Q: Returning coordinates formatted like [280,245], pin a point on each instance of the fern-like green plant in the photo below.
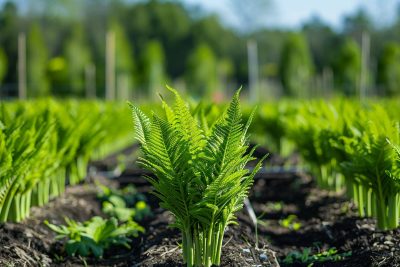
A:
[201,177]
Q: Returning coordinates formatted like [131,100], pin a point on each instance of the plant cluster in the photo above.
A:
[95,236]
[46,144]
[200,170]
[352,147]
[124,204]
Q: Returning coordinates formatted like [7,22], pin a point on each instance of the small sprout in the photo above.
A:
[291,222]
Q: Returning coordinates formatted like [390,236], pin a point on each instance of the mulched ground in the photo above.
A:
[324,220]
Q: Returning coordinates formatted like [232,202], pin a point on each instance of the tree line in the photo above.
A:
[159,42]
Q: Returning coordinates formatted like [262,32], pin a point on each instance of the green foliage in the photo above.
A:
[201,177]
[347,67]
[291,222]
[44,142]
[124,204]
[388,76]
[296,66]
[306,256]
[95,236]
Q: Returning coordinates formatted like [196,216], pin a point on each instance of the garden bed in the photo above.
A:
[294,217]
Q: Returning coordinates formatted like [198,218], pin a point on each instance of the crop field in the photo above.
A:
[199,133]
[199,184]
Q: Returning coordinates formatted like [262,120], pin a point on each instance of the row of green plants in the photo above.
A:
[46,144]
[346,145]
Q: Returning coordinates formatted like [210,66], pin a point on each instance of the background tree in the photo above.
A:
[37,60]
[201,74]
[388,76]
[347,66]
[296,66]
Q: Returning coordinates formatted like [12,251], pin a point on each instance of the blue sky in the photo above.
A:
[291,13]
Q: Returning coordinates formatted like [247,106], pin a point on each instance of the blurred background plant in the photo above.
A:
[125,48]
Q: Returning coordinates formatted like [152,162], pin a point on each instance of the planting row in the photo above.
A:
[45,145]
[347,146]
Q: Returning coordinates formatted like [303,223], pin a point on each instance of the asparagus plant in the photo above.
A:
[201,177]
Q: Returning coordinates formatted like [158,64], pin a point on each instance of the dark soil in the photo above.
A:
[324,221]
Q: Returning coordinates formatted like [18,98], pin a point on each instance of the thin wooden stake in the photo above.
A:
[365,52]
[110,65]
[90,80]
[21,66]
[253,70]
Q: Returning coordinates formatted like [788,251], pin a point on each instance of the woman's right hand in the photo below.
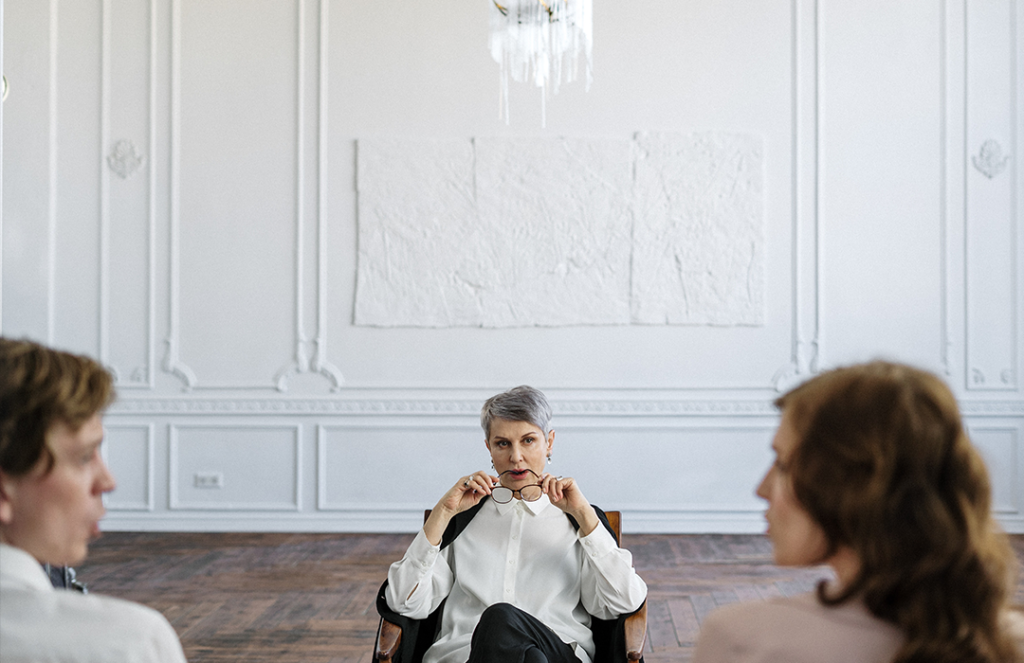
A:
[466,493]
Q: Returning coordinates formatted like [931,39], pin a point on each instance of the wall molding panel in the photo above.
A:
[128,466]
[992,214]
[242,459]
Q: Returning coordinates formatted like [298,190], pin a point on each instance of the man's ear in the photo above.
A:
[6,508]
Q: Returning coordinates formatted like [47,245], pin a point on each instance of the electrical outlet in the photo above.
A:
[209,480]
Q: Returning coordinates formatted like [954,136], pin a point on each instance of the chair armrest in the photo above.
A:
[388,638]
[636,633]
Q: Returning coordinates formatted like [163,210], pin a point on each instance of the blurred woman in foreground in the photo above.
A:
[875,475]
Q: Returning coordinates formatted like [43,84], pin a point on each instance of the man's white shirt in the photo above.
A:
[41,624]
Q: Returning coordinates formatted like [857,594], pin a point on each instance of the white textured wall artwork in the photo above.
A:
[667,229]
[698,237]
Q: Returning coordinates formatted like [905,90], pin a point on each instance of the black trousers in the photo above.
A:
[507,634]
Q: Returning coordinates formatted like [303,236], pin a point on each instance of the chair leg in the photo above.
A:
[636,633]
[388,639]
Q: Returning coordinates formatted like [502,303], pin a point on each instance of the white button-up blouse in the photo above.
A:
[524,553]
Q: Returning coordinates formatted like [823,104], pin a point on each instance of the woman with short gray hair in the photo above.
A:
[514,579]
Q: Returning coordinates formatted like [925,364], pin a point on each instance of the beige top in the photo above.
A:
[796,629]
[800,629]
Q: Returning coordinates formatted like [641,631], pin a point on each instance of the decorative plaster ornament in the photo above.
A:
[530,40]
[125,159]
[989,160]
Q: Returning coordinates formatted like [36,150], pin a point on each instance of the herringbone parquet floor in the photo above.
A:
[309,597]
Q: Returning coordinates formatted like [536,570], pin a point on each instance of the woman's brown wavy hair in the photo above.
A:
[885,466]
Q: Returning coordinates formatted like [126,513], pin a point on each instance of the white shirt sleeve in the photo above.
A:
[609,586]
[420,581]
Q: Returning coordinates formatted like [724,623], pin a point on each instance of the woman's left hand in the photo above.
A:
[565,494]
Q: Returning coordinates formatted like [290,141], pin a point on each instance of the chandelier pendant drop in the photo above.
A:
[534,40]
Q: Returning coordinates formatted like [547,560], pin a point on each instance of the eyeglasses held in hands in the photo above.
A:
[504,495]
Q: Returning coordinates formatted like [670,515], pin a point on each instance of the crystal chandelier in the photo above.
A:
[534,39]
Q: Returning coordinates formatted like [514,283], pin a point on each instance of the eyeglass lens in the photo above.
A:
[503,495]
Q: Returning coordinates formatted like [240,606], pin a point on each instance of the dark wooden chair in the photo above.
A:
[389,635]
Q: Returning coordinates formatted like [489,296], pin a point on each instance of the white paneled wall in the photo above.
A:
[179,200]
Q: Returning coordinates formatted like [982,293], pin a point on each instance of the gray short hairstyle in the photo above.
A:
[520,404]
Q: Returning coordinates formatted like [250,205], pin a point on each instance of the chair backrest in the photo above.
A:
[614,520]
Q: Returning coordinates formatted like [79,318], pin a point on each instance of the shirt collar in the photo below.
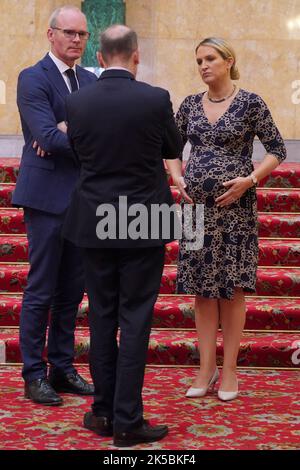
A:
[62,67]
[118,68]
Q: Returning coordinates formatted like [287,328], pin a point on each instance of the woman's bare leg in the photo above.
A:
[232,316]
[207,324]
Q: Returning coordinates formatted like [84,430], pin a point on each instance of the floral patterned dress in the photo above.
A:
[220,152]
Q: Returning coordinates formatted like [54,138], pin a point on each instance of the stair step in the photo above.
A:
[268,200]
[175,311]
[176,347]
[270,281]
[271,252]
[274,225]
[286,175]
[9,169]
[12,221]
[14,249]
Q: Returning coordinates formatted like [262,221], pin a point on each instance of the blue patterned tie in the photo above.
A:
[71,75]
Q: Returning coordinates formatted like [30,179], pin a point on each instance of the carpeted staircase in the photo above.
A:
[272,331]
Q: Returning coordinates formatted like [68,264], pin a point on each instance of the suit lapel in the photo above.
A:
[82,76]
[55,76]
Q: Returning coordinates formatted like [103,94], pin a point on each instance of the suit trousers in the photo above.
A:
[55,285]
[122,286]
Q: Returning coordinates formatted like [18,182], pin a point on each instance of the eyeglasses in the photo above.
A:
[71,34]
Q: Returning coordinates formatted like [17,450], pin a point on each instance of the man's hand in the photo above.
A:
[181,185]
[237,187]
[40,152]
[62,126]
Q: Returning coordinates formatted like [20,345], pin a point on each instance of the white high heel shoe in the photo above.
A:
[200,392]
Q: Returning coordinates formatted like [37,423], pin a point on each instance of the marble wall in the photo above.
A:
[23,28]
[264,33]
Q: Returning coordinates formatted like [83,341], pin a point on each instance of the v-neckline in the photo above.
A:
[212,124]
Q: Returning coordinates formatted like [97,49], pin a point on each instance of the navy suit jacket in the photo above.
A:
[120,129]
[46,183]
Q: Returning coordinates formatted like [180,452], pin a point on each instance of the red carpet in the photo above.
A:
[265,416]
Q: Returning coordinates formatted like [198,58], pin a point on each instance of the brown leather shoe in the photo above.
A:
[144,433]
[101,425]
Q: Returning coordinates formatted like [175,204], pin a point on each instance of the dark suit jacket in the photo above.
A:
[121,130]
[46,183]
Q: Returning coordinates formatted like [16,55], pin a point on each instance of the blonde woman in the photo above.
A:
[221,124]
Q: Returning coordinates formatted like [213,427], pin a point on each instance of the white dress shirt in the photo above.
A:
[62,67]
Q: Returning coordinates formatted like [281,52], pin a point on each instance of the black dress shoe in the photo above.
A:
[40,391]
[101,425]
[71,383]
[144,433]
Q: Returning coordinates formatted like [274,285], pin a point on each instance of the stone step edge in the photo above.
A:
[293,347]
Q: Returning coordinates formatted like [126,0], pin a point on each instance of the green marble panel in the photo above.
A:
[100,14]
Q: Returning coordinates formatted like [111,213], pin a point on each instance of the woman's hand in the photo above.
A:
[237,187]
[181,185]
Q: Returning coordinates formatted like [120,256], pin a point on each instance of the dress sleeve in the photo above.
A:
[182,120]
[265,128]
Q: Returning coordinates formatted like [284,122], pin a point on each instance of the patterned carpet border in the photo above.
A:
[266,415]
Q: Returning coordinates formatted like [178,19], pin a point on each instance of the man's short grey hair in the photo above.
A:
[118,40]
[57,12]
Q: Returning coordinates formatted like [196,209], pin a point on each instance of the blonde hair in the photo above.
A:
[225,50]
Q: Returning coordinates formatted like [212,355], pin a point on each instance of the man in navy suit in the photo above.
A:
[120,129]
[48,174]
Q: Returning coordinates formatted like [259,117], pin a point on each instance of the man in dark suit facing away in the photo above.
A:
[120,129]
[48,174]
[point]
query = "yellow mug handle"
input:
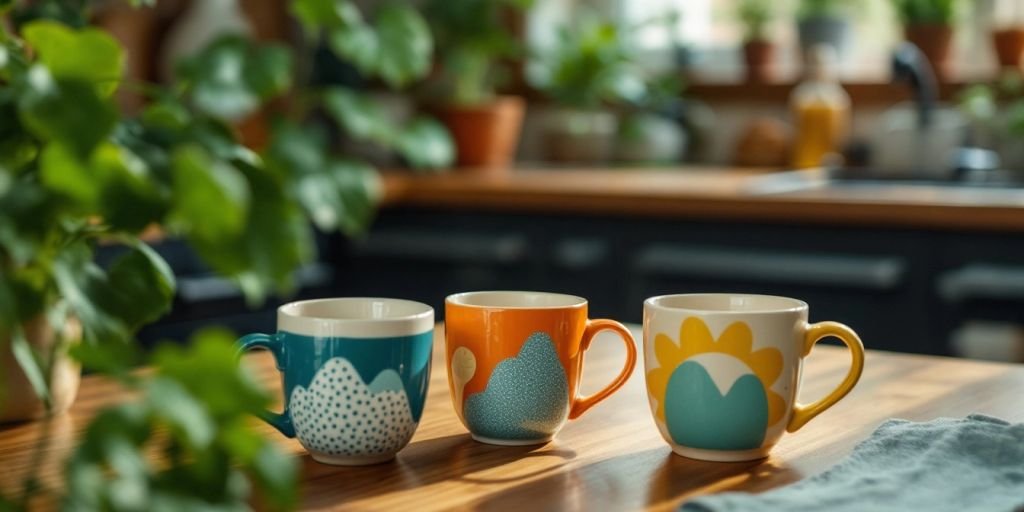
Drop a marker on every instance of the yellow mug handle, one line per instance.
(815, 332)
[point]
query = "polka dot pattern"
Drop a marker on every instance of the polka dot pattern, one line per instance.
(339, 415)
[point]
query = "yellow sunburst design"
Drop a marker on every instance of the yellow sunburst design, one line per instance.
(736, 341)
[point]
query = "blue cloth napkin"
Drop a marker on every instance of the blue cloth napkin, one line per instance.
(976, 463)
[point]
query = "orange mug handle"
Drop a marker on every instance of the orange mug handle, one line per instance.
(815, 332)
(582, 403)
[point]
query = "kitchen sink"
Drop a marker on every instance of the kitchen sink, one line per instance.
(867, 180)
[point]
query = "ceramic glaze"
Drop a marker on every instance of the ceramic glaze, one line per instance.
(355, 375)
(526, 396)
(515, 359)
(723, 371)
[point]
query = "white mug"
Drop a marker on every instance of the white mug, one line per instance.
(723, 371)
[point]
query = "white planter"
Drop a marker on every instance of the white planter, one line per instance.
(580, 136)
(17, 398)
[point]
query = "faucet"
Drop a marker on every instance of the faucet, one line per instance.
(909, 65)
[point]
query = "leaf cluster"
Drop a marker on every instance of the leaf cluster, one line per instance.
(592, 65)
(76, 172)
(926, 11)
(472, 38)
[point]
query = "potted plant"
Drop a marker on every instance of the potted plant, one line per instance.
(929, 25)
(821, 22)
(651, 131)
(590, 69)
(759, 51)
(76, 172)
(472, 37)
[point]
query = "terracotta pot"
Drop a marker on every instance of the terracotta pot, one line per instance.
(17, 399)
(759, 56)
(935, 42)
(1009, 46)
(485, 135)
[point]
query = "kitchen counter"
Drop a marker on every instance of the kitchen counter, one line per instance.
(711, 194)
(612, 458)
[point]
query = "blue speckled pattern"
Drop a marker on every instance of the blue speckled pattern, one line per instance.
(526, 396)
(341, 415)
(698, 416)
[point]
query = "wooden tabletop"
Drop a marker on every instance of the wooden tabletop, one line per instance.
(612, 458)
(716, 194)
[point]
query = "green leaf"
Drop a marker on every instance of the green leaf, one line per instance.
(397, 47)
(61, 171)
(316, 14)
(359, 116)
(182, 412)
(114, 183)
(358, 44)
(268, 71)
(140, 287)
(276, 472)
(31, 365)
(136, 289)
(81, 284)
(230, 78)
(211, 197)
(426, 143)
(342, 196)
(89, 55)
(131, 198)
(69, 112)
(111, 357)
(209, 370)
(406, 45)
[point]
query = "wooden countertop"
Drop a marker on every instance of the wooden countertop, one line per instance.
(710, 194)
(612, 458)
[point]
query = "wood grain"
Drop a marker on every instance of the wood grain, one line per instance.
(707, 194)
(610, 459)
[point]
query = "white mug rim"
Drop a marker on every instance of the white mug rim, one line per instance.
(794, 305)
(463, 299)
(417, 318)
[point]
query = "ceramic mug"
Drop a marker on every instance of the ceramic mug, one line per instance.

What to do —
Please pick out each line above that contains the string "below". Case counts, so uppercase and lowercase letters must match.

Task output —
Q: Returning coordinates formatted like [280,245], pin a point on each instance of the fern-like green plant in the photo below.
Q: Returning coordinates formatted like [788,251], pin a point on each instance of the woman's right hand in the photo below.
Q: Returning coordinates formatted like [79,318], pin a point on each instance of the shirt collar in the photo below.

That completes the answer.